Collected data entries
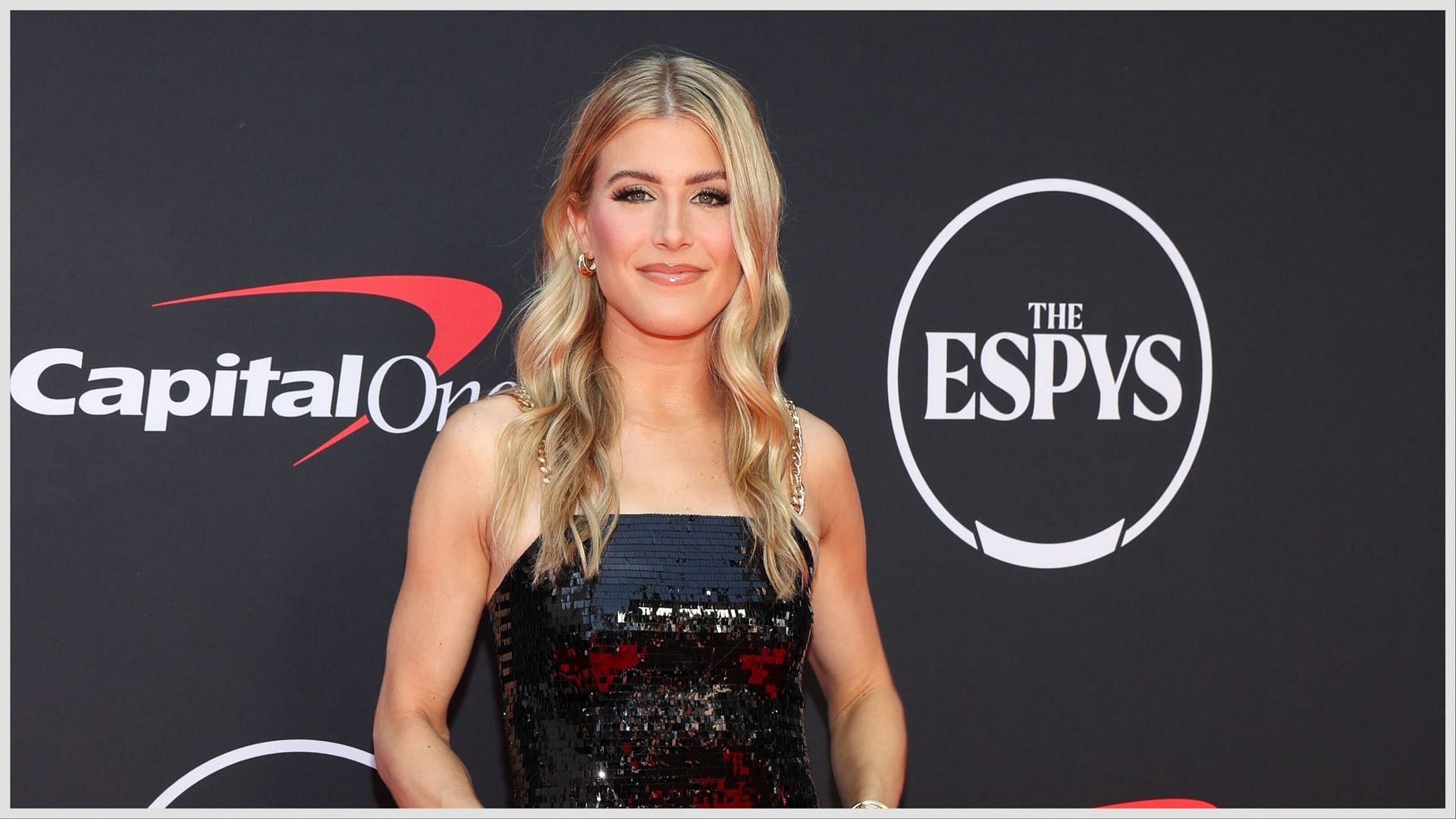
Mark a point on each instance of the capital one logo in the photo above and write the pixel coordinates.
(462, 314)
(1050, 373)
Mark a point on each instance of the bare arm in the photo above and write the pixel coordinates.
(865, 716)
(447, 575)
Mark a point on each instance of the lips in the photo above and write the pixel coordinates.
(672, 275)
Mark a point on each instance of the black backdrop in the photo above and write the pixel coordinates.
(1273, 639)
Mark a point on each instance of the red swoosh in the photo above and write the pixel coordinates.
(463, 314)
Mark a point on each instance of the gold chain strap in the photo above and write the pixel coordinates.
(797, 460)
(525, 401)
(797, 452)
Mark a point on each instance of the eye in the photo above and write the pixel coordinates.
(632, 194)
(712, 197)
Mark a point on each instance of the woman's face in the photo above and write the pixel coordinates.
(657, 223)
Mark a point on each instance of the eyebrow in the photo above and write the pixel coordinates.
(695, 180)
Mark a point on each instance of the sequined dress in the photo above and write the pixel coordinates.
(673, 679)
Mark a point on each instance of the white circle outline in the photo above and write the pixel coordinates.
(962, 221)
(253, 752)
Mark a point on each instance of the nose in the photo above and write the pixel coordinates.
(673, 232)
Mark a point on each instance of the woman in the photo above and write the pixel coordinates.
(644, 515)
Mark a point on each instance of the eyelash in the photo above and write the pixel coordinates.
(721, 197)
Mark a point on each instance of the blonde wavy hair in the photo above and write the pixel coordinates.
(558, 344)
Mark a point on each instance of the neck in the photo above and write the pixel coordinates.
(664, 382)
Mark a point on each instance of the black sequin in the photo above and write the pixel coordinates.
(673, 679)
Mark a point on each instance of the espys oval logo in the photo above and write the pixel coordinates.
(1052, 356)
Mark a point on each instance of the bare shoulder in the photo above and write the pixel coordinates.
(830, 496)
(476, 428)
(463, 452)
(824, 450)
==
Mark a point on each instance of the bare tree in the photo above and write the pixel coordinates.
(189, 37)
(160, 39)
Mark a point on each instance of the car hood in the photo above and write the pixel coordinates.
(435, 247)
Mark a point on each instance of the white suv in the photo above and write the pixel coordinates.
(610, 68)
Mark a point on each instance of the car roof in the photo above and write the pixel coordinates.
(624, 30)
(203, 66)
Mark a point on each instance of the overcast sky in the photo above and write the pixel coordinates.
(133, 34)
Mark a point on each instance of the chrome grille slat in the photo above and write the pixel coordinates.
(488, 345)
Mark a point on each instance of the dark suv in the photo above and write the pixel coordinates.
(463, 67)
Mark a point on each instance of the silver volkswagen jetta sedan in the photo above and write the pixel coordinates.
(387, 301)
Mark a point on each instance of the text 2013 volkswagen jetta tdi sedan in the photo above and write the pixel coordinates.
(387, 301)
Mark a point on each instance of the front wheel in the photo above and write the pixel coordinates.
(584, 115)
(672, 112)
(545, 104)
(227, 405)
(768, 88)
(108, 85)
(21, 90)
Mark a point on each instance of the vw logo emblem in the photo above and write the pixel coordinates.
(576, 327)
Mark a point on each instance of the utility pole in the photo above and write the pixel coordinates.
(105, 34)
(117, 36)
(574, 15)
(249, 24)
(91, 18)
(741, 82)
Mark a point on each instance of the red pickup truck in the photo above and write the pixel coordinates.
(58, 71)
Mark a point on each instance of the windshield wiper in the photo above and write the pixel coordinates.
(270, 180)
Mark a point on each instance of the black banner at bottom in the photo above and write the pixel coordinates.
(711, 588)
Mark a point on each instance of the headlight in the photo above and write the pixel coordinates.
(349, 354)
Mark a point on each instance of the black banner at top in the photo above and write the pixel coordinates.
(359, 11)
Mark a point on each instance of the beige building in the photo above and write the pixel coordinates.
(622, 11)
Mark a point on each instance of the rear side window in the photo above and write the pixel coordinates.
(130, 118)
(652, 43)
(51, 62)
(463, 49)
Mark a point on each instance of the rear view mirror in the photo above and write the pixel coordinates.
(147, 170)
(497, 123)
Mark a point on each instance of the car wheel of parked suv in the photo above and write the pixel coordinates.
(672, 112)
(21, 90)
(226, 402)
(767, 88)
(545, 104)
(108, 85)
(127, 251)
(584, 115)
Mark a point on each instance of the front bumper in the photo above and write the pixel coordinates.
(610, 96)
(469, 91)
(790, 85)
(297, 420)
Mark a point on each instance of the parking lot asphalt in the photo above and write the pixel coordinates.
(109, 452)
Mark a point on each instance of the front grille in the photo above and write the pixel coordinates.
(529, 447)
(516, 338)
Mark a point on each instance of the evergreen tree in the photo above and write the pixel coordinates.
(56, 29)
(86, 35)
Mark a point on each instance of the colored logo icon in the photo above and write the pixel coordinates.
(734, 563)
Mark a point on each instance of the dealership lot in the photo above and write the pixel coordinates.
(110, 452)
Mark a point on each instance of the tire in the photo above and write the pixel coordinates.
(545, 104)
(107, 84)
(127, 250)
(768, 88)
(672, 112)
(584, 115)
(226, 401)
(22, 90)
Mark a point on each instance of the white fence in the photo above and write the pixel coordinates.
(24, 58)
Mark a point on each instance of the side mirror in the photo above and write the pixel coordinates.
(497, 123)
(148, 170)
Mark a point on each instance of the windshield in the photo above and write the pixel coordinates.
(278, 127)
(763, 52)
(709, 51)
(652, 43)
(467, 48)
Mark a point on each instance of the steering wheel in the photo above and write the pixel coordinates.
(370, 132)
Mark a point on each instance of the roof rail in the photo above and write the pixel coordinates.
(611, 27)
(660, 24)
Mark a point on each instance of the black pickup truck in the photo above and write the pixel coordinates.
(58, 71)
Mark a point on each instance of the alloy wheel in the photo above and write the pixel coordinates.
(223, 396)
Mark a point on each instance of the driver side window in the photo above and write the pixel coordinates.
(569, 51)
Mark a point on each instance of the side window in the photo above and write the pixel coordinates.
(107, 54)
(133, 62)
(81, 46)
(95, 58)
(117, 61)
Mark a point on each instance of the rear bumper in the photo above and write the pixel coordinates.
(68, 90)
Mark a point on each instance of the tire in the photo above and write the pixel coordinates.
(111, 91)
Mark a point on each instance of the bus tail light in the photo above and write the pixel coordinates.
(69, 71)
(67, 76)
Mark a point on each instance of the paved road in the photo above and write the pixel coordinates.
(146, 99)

Exercise task - Identify every line in the entries above that contains the word "front", and copy each such line. Matching is case-sensitive.

Exercise result -
Mark a point on each instance of the front wheel in the photo above and write the pixel coordinates.
Mark a point on each instance of the front bumper in the photo above and write the pixel coordinates.
Mark a point on each instance of the front grille in the photo above and write the pixel coordinates.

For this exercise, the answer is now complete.